Supplied passage —
-- BEGIN --
Google Groups no longer supports new Usenet posts or subscriptions. Historical content remains viewable.
Dismiss

Grammar to automation translation at runtime (NOT at compile time)?

43 views
Skip to first unread message

Soumen Sarkar

unread,
May 14, 2003, 12:49:00 AM5/14/03
to
All,

Currently the parser generator technology allows grammar to automation
translation in compile time only. For example if I have to validate a
text stream that I am receiving, I can not load a grammar file
dynamically and validate the text stream. Please note that this has
been already accomplished in the world of XML. I can load a XML schema
(can be compared to grammar) and validate a XML document
dynamically. I understand this is possible in XML because of the
standardization of syntax (since XML is a meta language) and parser
reuse at meta language/language level for XML based languages. This
important syntactic standradization makes dynamic XML validation (in
the sense of a language conforming to a grammar) possible. I could be
wrong if XML schemas are refused to be considered as a grammar but
then there are many XML validation technologies are available.
-- END --
Set task —
Answer these questions from the forum post on runtime grammar translation.
(a) According to the post, at what stage does current parser generator technology allow grammar to automation translation?
(b) What does the poster compare an XML schema to?
(c) Besides standardization of syntax, what does the poster say makes this possible in XML?
The rows below have nothing to do with this post.

Supplied material —
-- BEGIN --
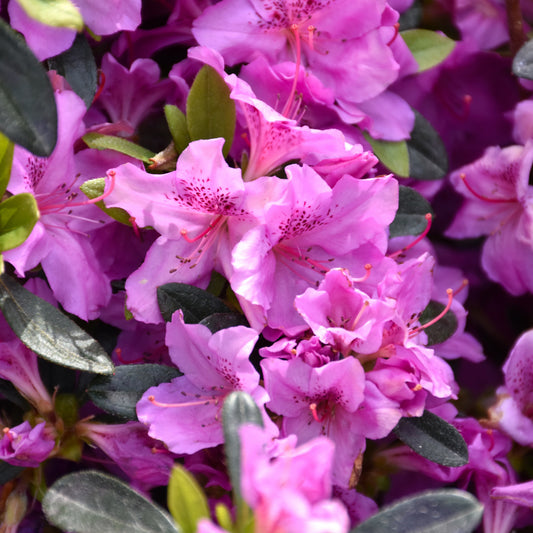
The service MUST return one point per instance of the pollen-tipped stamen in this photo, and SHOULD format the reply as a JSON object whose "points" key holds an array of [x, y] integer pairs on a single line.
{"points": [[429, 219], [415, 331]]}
-- END --
-- BEGIN --
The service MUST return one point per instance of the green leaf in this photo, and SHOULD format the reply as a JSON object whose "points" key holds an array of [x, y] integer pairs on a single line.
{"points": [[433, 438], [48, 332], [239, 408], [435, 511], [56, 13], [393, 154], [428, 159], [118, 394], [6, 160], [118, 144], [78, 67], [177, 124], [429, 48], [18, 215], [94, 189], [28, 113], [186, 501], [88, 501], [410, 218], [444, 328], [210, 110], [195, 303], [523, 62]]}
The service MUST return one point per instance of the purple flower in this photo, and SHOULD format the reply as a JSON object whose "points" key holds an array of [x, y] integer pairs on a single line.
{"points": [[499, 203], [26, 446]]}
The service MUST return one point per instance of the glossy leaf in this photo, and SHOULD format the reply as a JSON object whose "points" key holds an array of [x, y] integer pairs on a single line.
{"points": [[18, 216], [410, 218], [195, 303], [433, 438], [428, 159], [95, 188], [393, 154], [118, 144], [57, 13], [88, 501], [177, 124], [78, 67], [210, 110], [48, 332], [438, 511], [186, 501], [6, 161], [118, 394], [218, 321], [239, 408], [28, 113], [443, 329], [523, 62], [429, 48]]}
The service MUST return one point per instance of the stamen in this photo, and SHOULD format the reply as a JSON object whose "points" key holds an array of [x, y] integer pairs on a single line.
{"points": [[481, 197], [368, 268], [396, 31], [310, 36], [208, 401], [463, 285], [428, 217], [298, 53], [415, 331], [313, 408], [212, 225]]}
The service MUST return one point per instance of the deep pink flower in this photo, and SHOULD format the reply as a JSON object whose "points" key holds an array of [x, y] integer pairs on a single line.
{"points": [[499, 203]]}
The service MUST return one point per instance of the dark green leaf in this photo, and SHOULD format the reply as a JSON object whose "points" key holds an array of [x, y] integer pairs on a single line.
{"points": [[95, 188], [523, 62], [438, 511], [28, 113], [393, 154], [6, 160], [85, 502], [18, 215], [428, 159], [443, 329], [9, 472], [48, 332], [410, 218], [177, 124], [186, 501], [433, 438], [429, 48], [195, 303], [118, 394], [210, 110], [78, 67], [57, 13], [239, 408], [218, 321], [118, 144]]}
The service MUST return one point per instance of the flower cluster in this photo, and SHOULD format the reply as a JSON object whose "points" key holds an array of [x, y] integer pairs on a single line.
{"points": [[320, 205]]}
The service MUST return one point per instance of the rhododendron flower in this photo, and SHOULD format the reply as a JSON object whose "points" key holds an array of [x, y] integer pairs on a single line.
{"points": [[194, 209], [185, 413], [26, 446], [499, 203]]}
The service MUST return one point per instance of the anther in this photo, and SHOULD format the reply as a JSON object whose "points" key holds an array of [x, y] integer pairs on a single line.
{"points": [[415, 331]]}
-- END --
Solution to this problem —
(a) At compile time only.
(b) A grammar.
(c) Parser reuse at the meta language/language level for XML-based languages.